### How to complete this task:
Comb the records below for the string "silver" and copy each line where it turns up.

### Dataset excerpts:
##############################

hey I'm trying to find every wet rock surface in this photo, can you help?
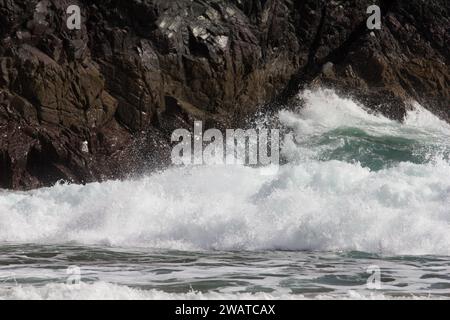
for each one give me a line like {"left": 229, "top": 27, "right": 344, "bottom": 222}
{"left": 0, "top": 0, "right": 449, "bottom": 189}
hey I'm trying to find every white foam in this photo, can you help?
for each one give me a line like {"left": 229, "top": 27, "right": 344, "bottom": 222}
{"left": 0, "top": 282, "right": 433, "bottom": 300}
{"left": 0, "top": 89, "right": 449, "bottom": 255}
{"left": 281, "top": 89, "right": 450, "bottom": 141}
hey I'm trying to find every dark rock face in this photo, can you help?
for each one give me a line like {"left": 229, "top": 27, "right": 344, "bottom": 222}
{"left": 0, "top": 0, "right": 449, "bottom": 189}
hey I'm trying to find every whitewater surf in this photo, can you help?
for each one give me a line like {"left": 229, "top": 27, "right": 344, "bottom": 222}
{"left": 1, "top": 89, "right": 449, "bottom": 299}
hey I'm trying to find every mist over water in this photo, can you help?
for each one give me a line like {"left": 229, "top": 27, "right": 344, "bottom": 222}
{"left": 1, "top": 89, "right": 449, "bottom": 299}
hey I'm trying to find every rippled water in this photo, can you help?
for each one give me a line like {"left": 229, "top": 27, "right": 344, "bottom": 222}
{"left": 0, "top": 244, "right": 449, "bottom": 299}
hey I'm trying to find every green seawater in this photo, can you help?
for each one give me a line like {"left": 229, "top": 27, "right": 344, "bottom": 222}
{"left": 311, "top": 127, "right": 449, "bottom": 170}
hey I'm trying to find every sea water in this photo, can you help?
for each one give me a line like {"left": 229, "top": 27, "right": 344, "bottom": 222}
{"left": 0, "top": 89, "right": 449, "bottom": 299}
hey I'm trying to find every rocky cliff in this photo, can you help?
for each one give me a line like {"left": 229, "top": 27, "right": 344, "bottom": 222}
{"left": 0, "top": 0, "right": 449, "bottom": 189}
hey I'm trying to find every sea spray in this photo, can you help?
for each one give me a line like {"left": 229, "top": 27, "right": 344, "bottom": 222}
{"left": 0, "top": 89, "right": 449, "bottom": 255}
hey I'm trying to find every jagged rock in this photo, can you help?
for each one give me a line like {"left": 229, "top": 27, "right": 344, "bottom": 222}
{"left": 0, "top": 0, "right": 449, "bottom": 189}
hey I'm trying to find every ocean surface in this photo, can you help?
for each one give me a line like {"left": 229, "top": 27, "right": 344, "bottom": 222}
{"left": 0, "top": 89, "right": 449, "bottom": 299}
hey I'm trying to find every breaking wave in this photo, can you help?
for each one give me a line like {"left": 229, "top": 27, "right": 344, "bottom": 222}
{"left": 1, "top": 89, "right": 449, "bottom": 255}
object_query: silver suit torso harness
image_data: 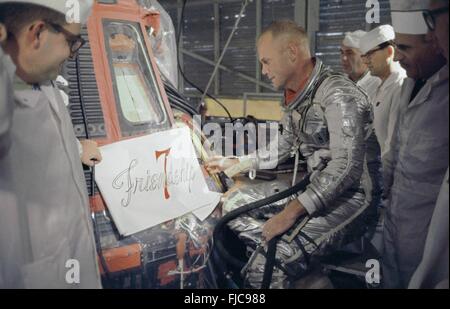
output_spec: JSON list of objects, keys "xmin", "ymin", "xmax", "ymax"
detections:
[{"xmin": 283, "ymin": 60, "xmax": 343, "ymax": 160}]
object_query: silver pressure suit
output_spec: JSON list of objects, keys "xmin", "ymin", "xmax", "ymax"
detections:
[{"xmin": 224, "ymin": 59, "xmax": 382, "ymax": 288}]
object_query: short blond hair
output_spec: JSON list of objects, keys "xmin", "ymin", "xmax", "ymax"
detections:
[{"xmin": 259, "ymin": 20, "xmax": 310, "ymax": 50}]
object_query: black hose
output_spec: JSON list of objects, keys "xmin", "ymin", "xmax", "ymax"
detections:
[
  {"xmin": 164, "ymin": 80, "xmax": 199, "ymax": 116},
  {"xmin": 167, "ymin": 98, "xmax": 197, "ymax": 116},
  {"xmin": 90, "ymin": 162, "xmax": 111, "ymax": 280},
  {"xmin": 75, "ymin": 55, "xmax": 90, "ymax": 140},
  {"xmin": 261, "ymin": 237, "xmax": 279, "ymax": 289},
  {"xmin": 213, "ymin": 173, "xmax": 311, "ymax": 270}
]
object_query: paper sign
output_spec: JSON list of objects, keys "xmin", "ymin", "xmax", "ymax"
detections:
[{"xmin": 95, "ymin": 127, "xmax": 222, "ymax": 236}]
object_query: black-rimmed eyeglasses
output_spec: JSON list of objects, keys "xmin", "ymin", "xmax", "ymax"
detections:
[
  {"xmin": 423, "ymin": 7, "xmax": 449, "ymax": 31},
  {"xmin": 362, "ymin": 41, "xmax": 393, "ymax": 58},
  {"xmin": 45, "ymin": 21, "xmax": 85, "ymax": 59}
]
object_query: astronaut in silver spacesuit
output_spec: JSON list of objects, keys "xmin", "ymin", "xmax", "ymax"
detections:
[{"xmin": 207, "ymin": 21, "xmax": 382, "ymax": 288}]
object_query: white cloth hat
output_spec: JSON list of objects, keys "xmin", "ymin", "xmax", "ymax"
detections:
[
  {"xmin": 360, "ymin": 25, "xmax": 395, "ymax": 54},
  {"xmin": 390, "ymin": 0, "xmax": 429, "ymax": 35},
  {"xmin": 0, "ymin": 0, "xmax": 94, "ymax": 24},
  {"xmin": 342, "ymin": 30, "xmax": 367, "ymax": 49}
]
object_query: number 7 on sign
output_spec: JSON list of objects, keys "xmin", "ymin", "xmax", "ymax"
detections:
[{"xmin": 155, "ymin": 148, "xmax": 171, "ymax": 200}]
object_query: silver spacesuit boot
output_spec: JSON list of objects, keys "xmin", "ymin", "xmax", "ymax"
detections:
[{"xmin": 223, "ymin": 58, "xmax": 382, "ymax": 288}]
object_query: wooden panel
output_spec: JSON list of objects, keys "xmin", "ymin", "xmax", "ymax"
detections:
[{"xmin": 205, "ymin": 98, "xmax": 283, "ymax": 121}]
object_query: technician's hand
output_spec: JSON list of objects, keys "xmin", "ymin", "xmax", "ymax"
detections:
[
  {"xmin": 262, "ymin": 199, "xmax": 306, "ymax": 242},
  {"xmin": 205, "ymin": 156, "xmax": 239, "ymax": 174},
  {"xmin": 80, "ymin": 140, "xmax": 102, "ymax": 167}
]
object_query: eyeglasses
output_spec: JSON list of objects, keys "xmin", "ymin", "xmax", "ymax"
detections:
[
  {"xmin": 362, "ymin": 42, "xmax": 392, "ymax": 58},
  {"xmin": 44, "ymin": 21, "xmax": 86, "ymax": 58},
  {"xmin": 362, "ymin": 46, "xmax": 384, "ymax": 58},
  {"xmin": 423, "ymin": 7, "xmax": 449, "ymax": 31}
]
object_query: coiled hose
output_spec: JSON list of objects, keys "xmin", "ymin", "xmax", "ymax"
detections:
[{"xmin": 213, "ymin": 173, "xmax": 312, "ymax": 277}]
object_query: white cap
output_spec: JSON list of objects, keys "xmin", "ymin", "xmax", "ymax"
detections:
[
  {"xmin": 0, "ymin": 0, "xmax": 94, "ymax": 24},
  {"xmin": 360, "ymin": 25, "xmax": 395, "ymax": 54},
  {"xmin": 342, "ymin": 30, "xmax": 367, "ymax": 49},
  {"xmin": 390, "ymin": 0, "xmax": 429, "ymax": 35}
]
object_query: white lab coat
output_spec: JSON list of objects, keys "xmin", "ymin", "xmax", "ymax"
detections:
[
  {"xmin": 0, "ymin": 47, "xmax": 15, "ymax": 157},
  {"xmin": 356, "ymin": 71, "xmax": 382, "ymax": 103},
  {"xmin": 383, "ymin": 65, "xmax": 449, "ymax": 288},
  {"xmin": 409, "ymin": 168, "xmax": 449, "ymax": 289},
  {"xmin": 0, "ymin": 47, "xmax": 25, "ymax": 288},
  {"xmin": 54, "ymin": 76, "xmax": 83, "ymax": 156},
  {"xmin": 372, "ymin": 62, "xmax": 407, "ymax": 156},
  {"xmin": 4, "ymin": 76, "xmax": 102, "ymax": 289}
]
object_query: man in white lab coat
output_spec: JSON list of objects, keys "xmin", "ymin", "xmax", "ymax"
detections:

##############################

### Exercise output:
object_query: silver suit torso harness
object_query: silver pressure suit
object_query: astronaut in silver spacesuit
object_query: silver spacesuit boot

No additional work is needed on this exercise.